Copy the forum thread from "But then he" to "looks of things.", swapping "mainstream" for "general".
━━━━━ PASSAGE ━━━━━
But then he just kept frightening the mainstream audience with unsolved child murders and funky terrorists...After Murder Park is amazing but i felt as if it was an expression of his disapointment with not making it through the mainstream...And then you have all the elements for a good ol' artiste maudit syndrome...

(If my english's too crappy or if i'm not funny enough, i might resort to smileys and txtspk.Or just the usual lurking.Don't wanna be a pain!)
 
 
Boboss
19:54 / 14.06.07
Your English is really good by the looks of things.
 
 
Old dear. Gin. Problems
(prev. Alex's Grandma)
21:10 / 14.06.07
Didn't our beloved Luke Haines try a little too hard to reach for the acknowledged cult status?
━━━━━ SUPPLIED ENTRIES ━━━━━
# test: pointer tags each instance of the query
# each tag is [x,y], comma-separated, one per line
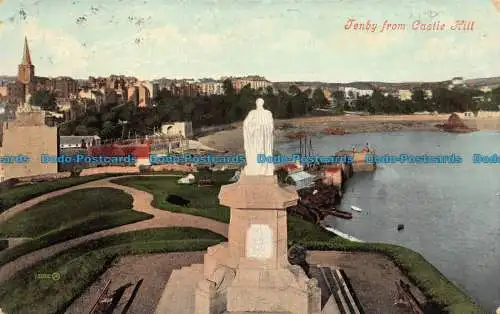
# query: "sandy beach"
[232,139]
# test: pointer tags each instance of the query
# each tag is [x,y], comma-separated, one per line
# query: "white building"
[365,92]
[183,129]
[485,89]
[355,93]
[92,94]
[211,88]
[405,94]
[457,81]
[77,141]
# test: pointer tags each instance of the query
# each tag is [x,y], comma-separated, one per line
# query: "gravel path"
[142,202]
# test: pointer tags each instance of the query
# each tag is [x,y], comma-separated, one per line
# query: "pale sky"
[280,39]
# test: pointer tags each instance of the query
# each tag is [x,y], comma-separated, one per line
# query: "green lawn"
[203,200]
[68,216]
[80,266]
[66,210]
[23,193]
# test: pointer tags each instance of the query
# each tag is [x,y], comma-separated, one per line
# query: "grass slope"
[23,193]
[203,200]
[68,216]
[80,266]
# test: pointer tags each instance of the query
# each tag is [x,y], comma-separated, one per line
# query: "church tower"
[26,70]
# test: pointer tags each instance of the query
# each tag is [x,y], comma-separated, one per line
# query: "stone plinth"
[251,273]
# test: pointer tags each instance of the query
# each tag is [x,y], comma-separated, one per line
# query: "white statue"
[258,128]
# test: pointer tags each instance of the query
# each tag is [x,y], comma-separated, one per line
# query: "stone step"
[122,305]
[179,294]
[257,312]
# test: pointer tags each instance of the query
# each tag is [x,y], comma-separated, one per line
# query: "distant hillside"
[366,85]
[490,81]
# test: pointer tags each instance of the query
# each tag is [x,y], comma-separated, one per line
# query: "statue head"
[260,103]
[496,3]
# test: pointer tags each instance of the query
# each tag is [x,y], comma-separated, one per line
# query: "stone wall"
[28,135]
[110,169]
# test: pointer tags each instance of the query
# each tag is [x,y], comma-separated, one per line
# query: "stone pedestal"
[251,273]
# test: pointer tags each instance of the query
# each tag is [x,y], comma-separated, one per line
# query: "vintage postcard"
[249,156]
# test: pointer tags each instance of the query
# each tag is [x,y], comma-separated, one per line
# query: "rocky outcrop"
[335,131]
[455,124]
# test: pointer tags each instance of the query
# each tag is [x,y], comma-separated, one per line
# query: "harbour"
[431,201]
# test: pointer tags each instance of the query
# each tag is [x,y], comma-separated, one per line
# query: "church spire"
[26,53]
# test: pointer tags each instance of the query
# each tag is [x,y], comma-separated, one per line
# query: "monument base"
[251,273]
[180,294]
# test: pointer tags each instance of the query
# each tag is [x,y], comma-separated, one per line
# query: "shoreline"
[231,139]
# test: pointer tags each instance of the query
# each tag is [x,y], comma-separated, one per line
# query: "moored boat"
[355,208]
[341,214]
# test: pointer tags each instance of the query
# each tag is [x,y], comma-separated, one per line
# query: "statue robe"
[258,128]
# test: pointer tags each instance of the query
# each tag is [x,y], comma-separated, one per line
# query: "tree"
[108,129]
[319,100]
[81,130]
[227,86]
[44,99]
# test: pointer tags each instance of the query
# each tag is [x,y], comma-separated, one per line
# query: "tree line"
[121,120]
[118,121]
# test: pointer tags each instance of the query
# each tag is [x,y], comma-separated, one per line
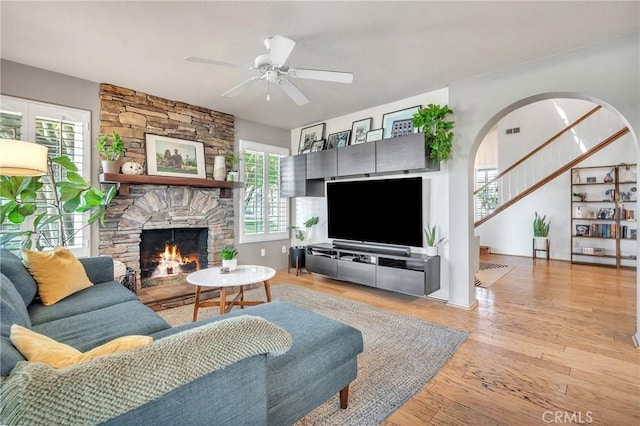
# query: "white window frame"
[32,109]
[266,236]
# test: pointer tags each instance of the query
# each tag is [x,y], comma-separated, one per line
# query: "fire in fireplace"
[166,255]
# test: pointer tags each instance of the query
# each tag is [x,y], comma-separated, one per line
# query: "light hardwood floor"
[549,343]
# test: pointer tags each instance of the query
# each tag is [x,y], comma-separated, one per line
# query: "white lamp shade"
[19,158]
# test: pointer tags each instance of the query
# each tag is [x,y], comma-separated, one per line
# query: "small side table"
[546,249]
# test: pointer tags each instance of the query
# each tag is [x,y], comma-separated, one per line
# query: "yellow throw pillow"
[39,348]
[58,273]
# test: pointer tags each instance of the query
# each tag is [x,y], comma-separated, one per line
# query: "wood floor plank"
[548,337]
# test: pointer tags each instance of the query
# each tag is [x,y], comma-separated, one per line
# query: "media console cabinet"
[414,274]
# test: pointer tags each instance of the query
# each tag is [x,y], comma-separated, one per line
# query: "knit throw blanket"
[105,387]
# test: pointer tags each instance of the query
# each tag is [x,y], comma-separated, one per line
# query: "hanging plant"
[438,135]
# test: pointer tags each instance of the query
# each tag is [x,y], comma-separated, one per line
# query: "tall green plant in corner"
[540,226]
[72,194]
[438,135]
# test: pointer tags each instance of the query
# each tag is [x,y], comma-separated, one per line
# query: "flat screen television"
[387,211]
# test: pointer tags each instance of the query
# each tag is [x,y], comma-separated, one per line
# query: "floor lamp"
[19,158]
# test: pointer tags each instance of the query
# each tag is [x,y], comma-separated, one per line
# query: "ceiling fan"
[274,69]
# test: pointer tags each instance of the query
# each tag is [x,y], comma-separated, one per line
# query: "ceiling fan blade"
[324,75]
[214,62]
[293,92]
[279,48]
[241,87]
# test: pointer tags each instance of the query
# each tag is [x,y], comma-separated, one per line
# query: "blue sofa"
[264,388]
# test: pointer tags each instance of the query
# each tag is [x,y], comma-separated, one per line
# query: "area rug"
[490,273]
[401,353]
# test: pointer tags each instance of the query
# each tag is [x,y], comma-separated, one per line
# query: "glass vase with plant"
[438,134]
[228,255]
[110,152]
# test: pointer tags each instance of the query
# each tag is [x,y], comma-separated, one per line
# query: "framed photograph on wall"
[308,135]
[317,145]
[399,123]
[359,130]
[174,157]
[375,135]
[335,140]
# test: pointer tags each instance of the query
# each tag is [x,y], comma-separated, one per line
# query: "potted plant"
[432,120]
[540,231]
[111,153]
[297,251]
[432,244]
[228,254]
[72,194]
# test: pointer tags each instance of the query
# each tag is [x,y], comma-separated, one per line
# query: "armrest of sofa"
[99,268]
[113,385]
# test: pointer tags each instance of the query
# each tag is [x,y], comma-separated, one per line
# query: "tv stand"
[373,247]
[375,266]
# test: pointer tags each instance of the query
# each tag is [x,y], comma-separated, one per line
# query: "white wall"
[605,72]
[510,232]
[436,183]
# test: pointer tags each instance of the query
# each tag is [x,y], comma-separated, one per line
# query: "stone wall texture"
[133,114]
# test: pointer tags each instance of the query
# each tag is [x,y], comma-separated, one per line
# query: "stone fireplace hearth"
[153,207]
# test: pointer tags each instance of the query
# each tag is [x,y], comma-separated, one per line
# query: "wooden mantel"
[125,181]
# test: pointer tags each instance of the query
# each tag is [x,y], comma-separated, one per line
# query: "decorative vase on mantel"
[111,166]
[219,168]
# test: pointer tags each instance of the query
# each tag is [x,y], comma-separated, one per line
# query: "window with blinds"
[486,200]
[264,215]
[64,131]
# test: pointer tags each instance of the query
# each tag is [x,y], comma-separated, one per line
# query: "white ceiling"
[395,49]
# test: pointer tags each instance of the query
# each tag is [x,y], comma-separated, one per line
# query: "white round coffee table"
[243,275]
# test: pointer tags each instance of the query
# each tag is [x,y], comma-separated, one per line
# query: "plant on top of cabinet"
[432,120]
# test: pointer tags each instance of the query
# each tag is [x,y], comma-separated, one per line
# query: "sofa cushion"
[323,354]
[12,311]
[37,347]
[90,329]
[11,266]
[90,299]
[58,273]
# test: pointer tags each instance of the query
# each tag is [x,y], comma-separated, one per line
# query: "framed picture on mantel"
[175,157]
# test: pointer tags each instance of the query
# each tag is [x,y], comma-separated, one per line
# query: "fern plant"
[540,226]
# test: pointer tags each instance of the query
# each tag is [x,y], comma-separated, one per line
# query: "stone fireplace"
[171,207]
[194,213]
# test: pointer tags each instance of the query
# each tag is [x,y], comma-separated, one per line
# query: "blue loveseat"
[304,360]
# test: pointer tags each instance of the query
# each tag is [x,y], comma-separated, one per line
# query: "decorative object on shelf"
[389,118]
[318,145]
[228,255]
[375,135]
[110,153]
[175,157]
[608,178]
[219,168]
[577,212]
[132,168]
[335,140]
[359,130]
[438,135]
[308,135]
[432,244]
[21,187]
[627,174]
[575,177]
[297,252]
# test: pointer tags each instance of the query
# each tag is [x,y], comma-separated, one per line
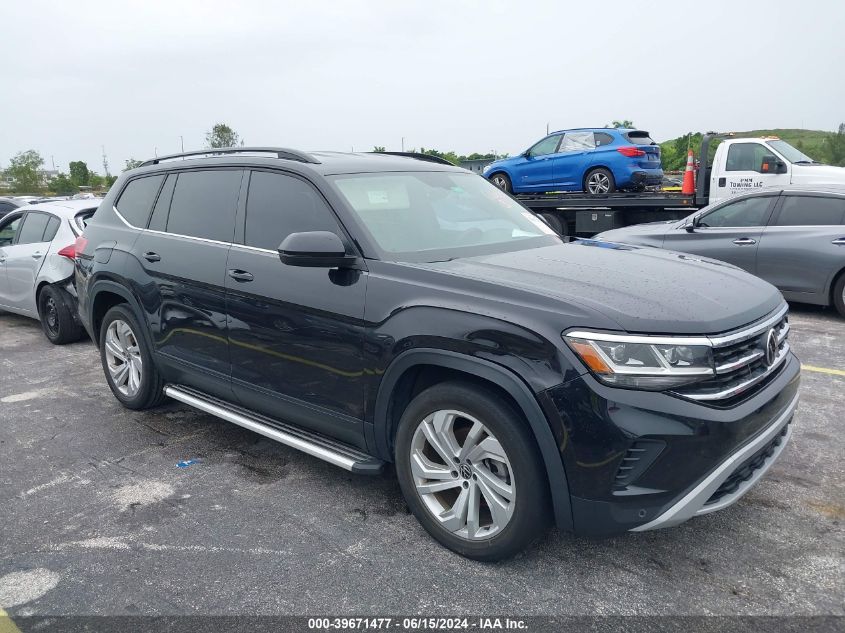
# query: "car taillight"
[630,152]
[77,247]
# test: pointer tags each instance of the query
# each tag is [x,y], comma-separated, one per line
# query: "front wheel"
[599,181]
[502,182]
[470,471]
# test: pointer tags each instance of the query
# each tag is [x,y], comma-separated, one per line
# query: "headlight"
[643,362]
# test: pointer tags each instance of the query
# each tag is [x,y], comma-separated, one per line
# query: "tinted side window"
[33,227]
[204,204]
[278,205]
[8,230]
[52,229]
[602,138]
[811,211]
[136,201]
[746,212]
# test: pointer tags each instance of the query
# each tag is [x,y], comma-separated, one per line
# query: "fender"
[518,390]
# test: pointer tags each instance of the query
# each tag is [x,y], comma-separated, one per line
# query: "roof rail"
[280,152]
[419,156]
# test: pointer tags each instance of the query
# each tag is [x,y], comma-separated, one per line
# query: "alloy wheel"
[123,358]
[598,183]
[462,474]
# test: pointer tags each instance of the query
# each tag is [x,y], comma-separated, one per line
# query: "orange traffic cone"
[689,176]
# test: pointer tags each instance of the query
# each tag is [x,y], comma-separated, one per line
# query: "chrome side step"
[327,449]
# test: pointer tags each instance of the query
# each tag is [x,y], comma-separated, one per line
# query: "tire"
[502,181]
[459,410]
[599,181]
[839,294]
[122,342]
[56,316]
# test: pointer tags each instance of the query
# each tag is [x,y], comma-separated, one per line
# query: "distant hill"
[817,144]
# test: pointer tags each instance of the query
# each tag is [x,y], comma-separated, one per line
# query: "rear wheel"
[839,294]
[470,471]
[502,182]
[127,361]
[599,181]
[56,316]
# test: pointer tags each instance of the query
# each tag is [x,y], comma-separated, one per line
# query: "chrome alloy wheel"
[462,474]
[598,183]
[123,358]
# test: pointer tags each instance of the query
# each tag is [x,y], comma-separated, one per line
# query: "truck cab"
[743,165]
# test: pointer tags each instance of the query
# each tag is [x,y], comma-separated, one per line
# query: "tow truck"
[739,165]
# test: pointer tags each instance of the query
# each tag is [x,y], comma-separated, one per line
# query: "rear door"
[8,233]
[574,154]
[182,257]
[537,173]
[296,333]
[730,232]
[804,245]
[25,257]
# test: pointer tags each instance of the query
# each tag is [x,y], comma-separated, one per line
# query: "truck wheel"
[56,317]
[127,361]
[502,182]
[839,294]
[470,471]
[599,181]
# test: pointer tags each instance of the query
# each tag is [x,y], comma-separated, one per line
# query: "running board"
[327,449]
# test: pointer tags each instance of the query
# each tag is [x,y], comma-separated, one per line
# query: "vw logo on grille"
[771,347]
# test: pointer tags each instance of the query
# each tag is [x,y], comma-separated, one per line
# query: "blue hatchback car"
[594,160]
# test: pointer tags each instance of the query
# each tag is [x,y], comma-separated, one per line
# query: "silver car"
[794,238]
[37,251]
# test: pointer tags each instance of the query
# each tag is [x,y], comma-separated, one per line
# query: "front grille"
[742,365]
[746,470]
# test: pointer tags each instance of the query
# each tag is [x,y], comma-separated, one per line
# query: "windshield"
[790,153]
[438,216]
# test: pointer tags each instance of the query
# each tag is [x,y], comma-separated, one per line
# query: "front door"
[183,260]
[296,337]
[24,258]
[730,232]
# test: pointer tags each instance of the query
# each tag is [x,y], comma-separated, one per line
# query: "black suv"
[369,308]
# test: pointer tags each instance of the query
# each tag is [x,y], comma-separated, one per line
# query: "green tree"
[79,174]
[23,171]
[221,135]
[62,185]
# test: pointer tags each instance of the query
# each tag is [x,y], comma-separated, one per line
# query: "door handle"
[240,275]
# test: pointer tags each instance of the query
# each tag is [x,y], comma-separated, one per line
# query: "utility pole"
[105,162]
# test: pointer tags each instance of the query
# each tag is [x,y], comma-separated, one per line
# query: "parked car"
[367,308]
[597,161]
[793,237]
[36,265]
[9,204]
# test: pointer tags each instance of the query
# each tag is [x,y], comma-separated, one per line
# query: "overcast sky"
[464,76]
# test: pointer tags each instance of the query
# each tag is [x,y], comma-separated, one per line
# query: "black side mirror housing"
[315,249]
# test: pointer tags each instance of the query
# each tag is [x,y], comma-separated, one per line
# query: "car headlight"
[643,362]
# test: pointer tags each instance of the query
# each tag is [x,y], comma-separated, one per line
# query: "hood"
[650,234]
[817,175]
[644,290]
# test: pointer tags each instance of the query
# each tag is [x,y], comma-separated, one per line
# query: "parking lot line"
[823,370]
[7,625]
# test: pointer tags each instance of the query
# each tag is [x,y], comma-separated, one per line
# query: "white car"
[37,251]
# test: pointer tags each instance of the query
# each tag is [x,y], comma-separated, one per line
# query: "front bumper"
[683,452]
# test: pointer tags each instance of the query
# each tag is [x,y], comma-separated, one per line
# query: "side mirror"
[772,165]
[315,249]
━━━━━
* _FINAL RESULT_
But then he just kept frightening the general audience with unsolved child murders and funky terrorists...After Murder Park is amazing but i felt as if it was an expression of his disapointment with not making it through the general...And then you have all the elements for a good ol' artiste maudit syndrome...

(If my english's too crappy or if i'm not funny enough, i might resort to smileys and txtspk.Or just the usual lurking.Don't wanna be a pain!)
 
 
Boboss
19:54 / 14.06.07
Your English is really good by the looks of things.